(Stored data entries)

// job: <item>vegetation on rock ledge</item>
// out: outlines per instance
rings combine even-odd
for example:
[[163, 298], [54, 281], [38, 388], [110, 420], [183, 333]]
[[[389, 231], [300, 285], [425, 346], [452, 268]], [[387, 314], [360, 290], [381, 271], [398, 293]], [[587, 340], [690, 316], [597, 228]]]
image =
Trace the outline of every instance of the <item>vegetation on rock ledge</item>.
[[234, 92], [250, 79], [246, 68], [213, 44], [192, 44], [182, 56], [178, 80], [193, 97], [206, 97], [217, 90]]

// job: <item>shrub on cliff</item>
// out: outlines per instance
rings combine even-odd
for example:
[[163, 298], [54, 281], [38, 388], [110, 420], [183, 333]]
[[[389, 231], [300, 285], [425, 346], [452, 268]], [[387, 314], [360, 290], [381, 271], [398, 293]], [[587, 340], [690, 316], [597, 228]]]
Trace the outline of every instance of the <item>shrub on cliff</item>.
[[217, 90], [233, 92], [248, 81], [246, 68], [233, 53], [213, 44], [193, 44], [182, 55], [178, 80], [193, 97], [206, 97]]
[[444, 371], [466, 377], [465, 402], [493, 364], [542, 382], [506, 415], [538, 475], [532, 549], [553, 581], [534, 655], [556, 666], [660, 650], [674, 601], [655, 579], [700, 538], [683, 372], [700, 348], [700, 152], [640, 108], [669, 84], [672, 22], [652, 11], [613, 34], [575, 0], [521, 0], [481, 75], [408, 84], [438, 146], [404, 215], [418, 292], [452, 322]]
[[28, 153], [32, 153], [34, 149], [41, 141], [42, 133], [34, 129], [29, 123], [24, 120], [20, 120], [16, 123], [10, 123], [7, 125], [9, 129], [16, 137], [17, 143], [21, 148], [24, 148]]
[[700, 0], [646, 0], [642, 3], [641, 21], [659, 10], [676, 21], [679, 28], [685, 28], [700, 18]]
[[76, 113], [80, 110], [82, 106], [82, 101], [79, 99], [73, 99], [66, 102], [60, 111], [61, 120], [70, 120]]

What to produce: Give back each line above exactly as written.

Response:
// job: <item>vegetation on rock ledge</item>
// out: outlines per instance
rings combine even-odd
for example:
[[163, 298], [54, 281], [38, 388], [110, 420], [183, 333]]
[[[389, 231], [300, 285], [425, 346], [452, 268]], [[387, 314], [360, 290], [381, 271], [398, 293]], [[587, 340], [690, 316], [597, 228]]]
image =
Trace the outline of every instance of the <item>vegetation on rock ledge</item>.
[[234, 92], [250, 79], [246, 68], [213, 44], [192, 44], [182, 56], [178, 80], [193, 97], [206, 97], [217, 90]]

// job: <item>shrub on cliff</item>
// out: outlines per instance
rings combine even-odd
for example:
[[163, 298], [54, 281], [38, 388], [110, 420], [183, 333]]
[[[389, 231], [300, 285], [425, 346], [452, 268]], [[387, 314], [360, 290], [381, 271], [398, 293]], [[587, 340], [690, 316], [597, 228]]]
Trace the outline of every instance of the <item>shrub on cliff</item>.
[[217, 90], [233, 92], [248, 81], [246, 68], [233, 53], [213, 44], [193, 44], [182, 55], [178, 80], [193, 97], [206, 97]]
[[444, 371], [466, 377], [465, 402], [493, 364], [542, 382], [506, 415], [538, 475], [532, 549], [553, 581], [534, 655], [556, 666], [660, 650], [674, 601], [655, 579], [700, 538], [683, 372], [700, 348], [700, 152], [640, 108], [669, 84], [672, 22], [652, 11], [613, 34], [575, 0], [521, 0], [481, 75], [408, 84], [438, 146], [404, 215], [418, 292], [452, 322]]
[[28, 153], [32, 153], [34, 149], [41, 141], [42, 133], [34, 129], [29, 123], [24, 120], [20, 120], [16, 123], [10, 123], [7, 125], [9, 129], [16, 137], [17, 143], [21, 148], [24, 148]]
[[700, 0], [646, 0], [642, 3], [641, 21], [659, 10], [676, 21], [679, 28], [685, 28], [700, 18]]
[[76, 113], [80, 110], [82, 106], [82, 101], [79, 99], [73, 99], [66, 102], [60, 111], [61, 120], [70, 120]]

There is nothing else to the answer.